__Work item 1__:
In the text on BYOD security, how many apps does the average mobile user download on their smartphone, according to Google's Our Mobile Planet?
__Work item 2__:
Carry the text on BYOD security forward from its last sentence.

__Excerpt__:
■ ■ ■ ■ ■ ■ ■
Bring-your-own-device (BYOD) is everywhere in today's workplace — whether that means smartphones, tablets, laptops or other personal devices — and using the same device for both business and personal tasks is becoming commonplace. Convenience, improved productivity and the potential for cost savings are undeniable benefits; but, this practice poses a huge security risk to the business. All of those personal devices accessing the network are loaded with apps that make life simpler and more fun, and not just for the user. After all, who hasn't seen a game-laden phone handed to a grouchy toddler in a restaurant?
BYOD improves employee satisfaction and productivity, but the fact remains that business risk increases dramatically when personal and business applications intermingle, particularly if personal apps have vulnerabilities that hackers can leverage to pull business information out of a device, or to insert malware — which makes the device a conduit for infecting backend network systems.
According to data from Google's Our Mobile Planet, the average mobile user downloads 25 apps on their smartphone, each with their own set of permissions and rights to their device. In the United States, that number jumps to more than 32 apps. Users access these apps — for games, entertainment, travel, shopping, sports, and much more — through their personal mobile providers, but, once the device is connected to your network through the corporate VPN, all that traffic can reach out and touch your network data. Multiply those 25-32 applications by the number of users in your organization who use their personal devices for work, and that's a lot of risk, not to mention the impact both personal and business traffic has on network bandwidth.
■ ■ ■ ■ ■ ■ ■
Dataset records
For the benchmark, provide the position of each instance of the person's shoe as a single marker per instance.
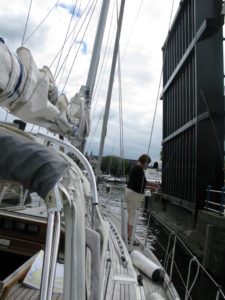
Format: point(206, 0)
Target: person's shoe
point(135, 242)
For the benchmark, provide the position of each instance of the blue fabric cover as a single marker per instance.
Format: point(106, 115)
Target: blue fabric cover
point(35, 166)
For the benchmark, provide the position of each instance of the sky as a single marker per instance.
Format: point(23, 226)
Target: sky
point(144, 30)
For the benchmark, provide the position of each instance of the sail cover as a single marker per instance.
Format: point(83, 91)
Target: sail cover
point(30, 93)
point(36, 167)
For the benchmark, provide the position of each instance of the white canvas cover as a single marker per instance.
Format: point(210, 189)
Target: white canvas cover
point(31, 100)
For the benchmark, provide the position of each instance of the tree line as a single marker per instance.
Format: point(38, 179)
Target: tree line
point(115, 166)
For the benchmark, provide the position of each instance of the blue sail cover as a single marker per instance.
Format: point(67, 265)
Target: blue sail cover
point(36, 167)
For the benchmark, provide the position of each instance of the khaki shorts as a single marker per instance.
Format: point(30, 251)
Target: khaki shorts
point(132, 199)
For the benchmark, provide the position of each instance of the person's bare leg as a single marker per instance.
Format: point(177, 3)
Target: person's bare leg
point(130, 228)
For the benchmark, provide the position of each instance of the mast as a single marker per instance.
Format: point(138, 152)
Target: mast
point(86, 91)
point(96, 51)
point(109, 94)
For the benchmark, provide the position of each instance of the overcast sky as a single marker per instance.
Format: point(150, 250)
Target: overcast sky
point(145, 27)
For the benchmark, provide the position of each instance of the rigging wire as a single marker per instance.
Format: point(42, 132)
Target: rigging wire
point(72, 41)
point(102, 67)
point(55, 121)
point(42, 21)
point(121, 116)
point(72, 32)
point(68, 28)
point(71, 68)
point(25, 29)
point(76, 38)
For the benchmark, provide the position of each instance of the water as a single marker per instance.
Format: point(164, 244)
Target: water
point(156, 236)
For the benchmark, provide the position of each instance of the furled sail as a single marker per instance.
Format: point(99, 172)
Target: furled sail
point(31, 95)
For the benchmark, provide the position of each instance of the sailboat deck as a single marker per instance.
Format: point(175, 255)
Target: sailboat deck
■ ■ ■ ■ ■ ■ ■
__Final answer 1__:
25 apps.

__Final answer 2__:
Organizations have tried various means of gaining control of BYOD security, with limited success. These strategies include mandatory encryption, along with endpoint integrity checking, and auditing of mobile devices, but industry surveys indicate that many organizations don't enforce their mandatory policies. In fact, a recent Gartner survey indicated 59 percent of respondents who regularly use their private devices for work have not yet signed a formal BYOD policy agreement with their employer.
Blacklisting of certain personal apps is another BYOD security strategy in which the blacklisted apps are detected, and the user is required to de-install them before access to the corporate network is granted. This is not a solution that's embraced by users, however, who will simply find a workaround to keep their favorite game in place.
This is compounded by an apparent disconnect between users and IT when it comes to BYOD security. Although BYOD increasingly is becoming the norm in business today, security often is a secondary thought for users, who resist the idea of mobile device management (MDM) agents or security controls being placed on their devices to protect privacy of personal data and apps. Consumer applications are more pervasive with a user's personal information — Google Maps and apps like Yelp all ask for your current location, for example — yet industry surveys reveal that more than one-third of enterprises have no risk control measures in place.
The threat of data loss and the introduction of malware into the network — which can mean even more data loss and probably is something IT should be even more concerned with — are what put security at the top of the list of BYOD concerns for IT professionals and cause CIOs to lose sleep. A data breach can result in enormous costs to the business in the form of stolen financial and customer information resulting in legal costs, lawsuits and regulatory fines.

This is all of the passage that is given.